_Task details_
Each record is to be transcribed in full and exactly.

_Records supplied_

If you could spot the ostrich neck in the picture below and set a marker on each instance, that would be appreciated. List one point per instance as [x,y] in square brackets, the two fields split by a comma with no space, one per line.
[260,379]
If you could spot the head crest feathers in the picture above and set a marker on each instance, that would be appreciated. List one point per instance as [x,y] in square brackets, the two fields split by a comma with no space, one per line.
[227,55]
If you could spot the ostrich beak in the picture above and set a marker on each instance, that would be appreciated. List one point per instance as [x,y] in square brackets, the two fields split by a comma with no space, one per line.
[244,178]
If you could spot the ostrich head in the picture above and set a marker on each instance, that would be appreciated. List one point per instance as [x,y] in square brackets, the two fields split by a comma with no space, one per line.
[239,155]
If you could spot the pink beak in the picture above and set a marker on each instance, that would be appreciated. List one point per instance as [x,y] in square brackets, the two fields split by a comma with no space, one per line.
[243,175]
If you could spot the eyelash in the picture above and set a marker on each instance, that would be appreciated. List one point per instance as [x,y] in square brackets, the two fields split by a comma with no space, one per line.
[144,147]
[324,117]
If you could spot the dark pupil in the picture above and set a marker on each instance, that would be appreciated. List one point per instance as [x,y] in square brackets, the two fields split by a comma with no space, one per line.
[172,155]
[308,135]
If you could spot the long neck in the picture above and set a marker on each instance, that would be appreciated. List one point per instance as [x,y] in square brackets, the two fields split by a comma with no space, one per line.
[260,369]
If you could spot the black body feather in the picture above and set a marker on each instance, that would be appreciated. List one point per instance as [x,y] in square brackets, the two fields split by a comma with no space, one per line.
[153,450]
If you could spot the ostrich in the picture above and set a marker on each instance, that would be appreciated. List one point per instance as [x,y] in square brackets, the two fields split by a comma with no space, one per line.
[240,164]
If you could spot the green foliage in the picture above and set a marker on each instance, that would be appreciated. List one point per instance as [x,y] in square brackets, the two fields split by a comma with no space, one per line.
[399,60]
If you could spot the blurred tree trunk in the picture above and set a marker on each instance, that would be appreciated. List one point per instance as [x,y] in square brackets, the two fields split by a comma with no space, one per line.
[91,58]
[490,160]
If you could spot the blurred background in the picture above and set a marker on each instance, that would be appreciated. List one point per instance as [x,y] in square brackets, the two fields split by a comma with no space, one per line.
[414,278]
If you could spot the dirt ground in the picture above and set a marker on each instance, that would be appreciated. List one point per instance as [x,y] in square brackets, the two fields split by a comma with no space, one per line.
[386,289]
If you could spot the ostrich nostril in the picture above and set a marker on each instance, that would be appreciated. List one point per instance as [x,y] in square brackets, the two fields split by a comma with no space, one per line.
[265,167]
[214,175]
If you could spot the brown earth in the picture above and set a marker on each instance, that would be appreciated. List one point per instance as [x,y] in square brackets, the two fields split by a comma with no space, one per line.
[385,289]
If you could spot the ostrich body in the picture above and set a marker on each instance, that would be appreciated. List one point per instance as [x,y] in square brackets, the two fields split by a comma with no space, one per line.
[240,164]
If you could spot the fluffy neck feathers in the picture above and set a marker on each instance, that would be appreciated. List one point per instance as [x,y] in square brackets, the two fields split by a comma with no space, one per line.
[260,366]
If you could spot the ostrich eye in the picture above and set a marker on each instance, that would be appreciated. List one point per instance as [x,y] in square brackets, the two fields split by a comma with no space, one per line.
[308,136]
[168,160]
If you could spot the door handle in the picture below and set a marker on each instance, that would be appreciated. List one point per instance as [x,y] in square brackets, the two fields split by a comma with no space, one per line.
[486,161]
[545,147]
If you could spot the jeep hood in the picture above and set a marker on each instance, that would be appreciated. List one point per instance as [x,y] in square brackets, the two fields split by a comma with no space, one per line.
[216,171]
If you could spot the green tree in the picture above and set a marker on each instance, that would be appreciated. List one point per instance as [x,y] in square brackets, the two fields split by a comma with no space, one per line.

_Result for this exercise_
If you could spot the ostrich neck in the picture below and set a marker on each instance, that would be appreciated. List one point per instance as [x,y] in square brackets, the two fields split by a comma with no space, one per line.
[260,379]
If you could spot the head crest feathers in the picture above and set a marker on each instance, that would be appreciated. List one point per instance as [x,y] in square brackets, the two fields split by a comma with no space, one per line.
[227,55]
If you could spot the ostrich beak in the picture above and set a marker on each instance, that would be appreciated. List one point per instance as [x,y] in square brackets, the two fields split by a comma with no space, one per line.
[244,178]
If you could spot the ostrich head in the picture above and set a marker on each instance, that would be appreciated. List one point per instance as [x,y] in square brackets, the two fields split by a comma with no space, one per line.
[239,155]
If you could spot the pink beak in the picture above and set a marker on each instance, that would be appreciated. List one point per instance as [x,y] in square brackets, the two fields split by a comma with no space, one per line.
[243,175]
If you could spot the eyelash in the picture above and set a marker on each instance, that would be appreciated. List one point per instance as [x,y] in square brackets, the two fields split by a comma with no space, one per line.
[144,147]
[324,117]
If you could spot the dark pupil in the picture above and set a marker on each instance, that would be appreciated. List one point per instance as [x,y] in square brackets, the two fields split by a comma with no space, one per line.
[172,155]
[308,135]
If you could spot the long neck in the picture above and set a marker on each instance, that would be appreciated. List one point per instance as [x,y] in square brackets, the two fields split by a comma with no space, one per line.
[260,369]
If you could spot the black body feather in the picture above and set a marker on each instance, that would be appreciated. List one point per instance as [x,y] in square brackets, the two fields split by a comma with no space, one per line.
[153,450]
If you could spot the ostrich in the picture above and set a marker on each instance, that would be appreciated. List one point per instance as [x,y] in square brackets, the two fields split by a comma with no space, one per line.
[240,164]
If you could spot the green foliage in the picture above and set a marker on each instance, that would be appreciated. List one point per instance as [x,y] in square brackets, the two fields split by a comma with no space, one per line.
[399,60]
If you could spot the blurred tree trunk in the picture above and set a marker on each instance, that would be appreciated. List one point per instance as [x,y] in square brackets, the two fields split by a comma with no space, one per line.
[91,58]
[490,160]
If you could spot the blurred background in the picture above and set a marker on each instance, that would be appreciated. List one point per instance as [x,y] in square brackets, the two fields split by a comma with no space, one per line.
[414,278]
If you could spot the dirt ground in the picture above and set a marker on each instance, that would be appreciated. List one point per instance as [x,y] in square brackets, the two fields split by a comma with no space, one per line.
[386,289]
If you could spot the ostrich nostril in the picture above and set a marker on each instance, that would be appreciated. List one point per instance as [x,y] in square brackets, the two fields split by a comma with no space, one per line.
[265,167]
[214,175]
If you could spot the brown earth in the picture above and set a marker on each instance, that would be appreciated. List one point per instance as [x,y] in square brackets, the two fields split by a comma with no space, one per line.
[385,289]
If you could spot the ostrich body in the picture above and set a marker on each instance, that would be appreciated. List one point per instance as [x,y] in square brackets, the two fields split by a comma with no space, one per line.
[240,164]
If you could spot the fluffy neck feathers in the picture above and set a marker on each instance, that would be appreciated. List one point per instance as [x,y] in square brackets, the two fields split by a comma with no space, one per line.
[260,366]
If you could spot the ostrich eye in the picture above and set a marker on each instance, that would be appreciated. List one point per instance as [x,y] in square brackets, the two fields split by a comma with no space, one per line.
[308,136]
[168,160]
If you could spot the door handle in the picture below and set a marker on each instance, that would be appreciated. List one point per instance as [x,y] in square brackets, the two fields split by a comma with no space, one per line.
[486,161]
[545,147]
If you could spot the jeep hood in the picture above and set a marker on each instance, that would be appreciated. List one point per instance as [x,y] in square brackets, the two fields split by a comma with no space, one per line.
[216,171]
If you could spot the green tree in the picture above and set a marker on each instance, that would be appreciated. List one point per instance as [x,y] in square brackets, the two fields split by a comma with no space, one per line.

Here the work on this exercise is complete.